Data entries
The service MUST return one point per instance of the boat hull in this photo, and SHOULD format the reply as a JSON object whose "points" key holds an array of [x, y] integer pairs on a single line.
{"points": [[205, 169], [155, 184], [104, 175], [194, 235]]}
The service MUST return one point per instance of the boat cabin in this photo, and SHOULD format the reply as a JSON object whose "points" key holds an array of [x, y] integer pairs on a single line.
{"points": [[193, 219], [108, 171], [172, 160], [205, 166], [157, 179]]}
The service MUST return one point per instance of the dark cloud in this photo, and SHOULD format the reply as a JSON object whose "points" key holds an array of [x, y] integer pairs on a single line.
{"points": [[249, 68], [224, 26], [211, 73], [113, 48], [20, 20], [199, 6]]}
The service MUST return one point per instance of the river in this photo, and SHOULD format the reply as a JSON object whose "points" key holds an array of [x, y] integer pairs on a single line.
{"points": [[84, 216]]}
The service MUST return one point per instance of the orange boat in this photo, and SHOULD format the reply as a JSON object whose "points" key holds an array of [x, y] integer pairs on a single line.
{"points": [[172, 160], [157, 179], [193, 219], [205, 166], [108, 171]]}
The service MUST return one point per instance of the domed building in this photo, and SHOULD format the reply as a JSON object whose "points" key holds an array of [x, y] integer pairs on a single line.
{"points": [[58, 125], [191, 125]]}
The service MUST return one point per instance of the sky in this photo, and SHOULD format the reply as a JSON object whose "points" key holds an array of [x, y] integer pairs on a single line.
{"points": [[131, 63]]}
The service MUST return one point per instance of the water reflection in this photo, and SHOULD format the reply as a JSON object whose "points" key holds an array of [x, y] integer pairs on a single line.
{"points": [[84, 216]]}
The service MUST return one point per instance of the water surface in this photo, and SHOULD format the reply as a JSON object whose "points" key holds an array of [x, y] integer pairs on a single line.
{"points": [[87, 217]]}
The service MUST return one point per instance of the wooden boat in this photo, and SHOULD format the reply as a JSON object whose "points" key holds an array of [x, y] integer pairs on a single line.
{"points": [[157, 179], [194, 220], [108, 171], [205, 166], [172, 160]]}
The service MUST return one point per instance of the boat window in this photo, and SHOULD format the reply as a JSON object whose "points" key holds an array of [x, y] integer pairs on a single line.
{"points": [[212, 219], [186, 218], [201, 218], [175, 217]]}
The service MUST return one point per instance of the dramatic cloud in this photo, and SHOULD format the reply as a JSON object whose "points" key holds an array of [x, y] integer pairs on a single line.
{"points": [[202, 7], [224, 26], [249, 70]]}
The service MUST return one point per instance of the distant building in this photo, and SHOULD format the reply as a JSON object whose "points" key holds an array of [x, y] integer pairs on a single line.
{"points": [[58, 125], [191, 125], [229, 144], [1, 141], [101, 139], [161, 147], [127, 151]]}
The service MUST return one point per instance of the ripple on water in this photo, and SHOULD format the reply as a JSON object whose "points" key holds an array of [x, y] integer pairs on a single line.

DIRECTIONS: Copy exactly, and only, the lines from the one containing "The service MUST return one point per instance of the wooden" through the last line of the listing.

TASK RESPONSE:
The service MUST return one point per instance of the wooden boat in this photo, and SHOULD format the reply as a JSON object whose "points" key holds an array of [x, y] integer pairs on a single line.
{"points": [[157, 179], [194, 220], [108, 171], [205, 166], [172, 160]]}
The service MUST return one point per instance of the boat window in this photo, and SHOULD format the reply as a JSON object whose "points" key holds an array of [x, y] integer pairs on a single line.
{"points": [[212, 219], [186, 218], [201, 218], [175, 217]]}
The service MUST return one point per instance of the dramatic cloud in this photo, and SHOULD format the reply as a JSON object whose "points" key holds an array of [x, y] integer pairs on a single line.
{"points": [[202, 7], [224, 26], [249, 70]]}
The service MUST return one point per instance of the distant building in this photo, and SHOULD format the reply as a JSON object whose "points" key holds an array of [x, y] integer pairs on a single line.
{"points": [[58, 125], [191, 125], [229, 144], [1, 141], [101, 139], [161, 147], [127, 151]]}
The service MUST return one point per instance of the ripple on water in this photo, and SHOULD format the reply as a JSON object whose "points" key holds an array of [x, y] integer pairs on a single line.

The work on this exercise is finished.